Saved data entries
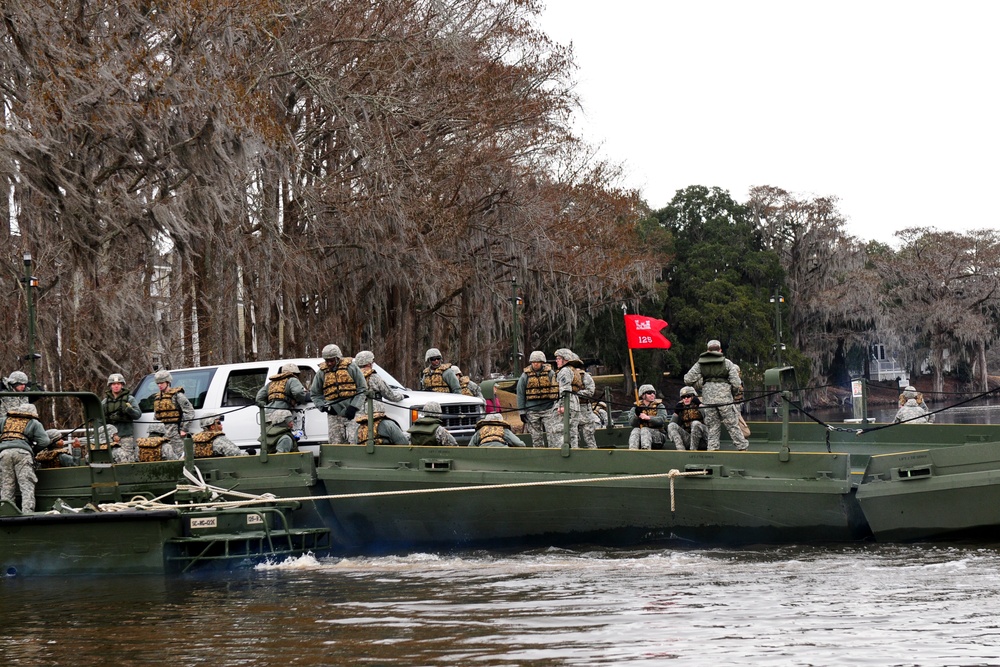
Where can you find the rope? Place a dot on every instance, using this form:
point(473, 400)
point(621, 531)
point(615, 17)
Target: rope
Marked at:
point(251, 499)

◆ TASK REQUIREMENTS ◆
Starting from the records above, copy each line where the string "rope" is found.

◆ EXERCISE ANSWER ◆
Where can you find the rope? Place a dot on every instance, using this form:
Target: rope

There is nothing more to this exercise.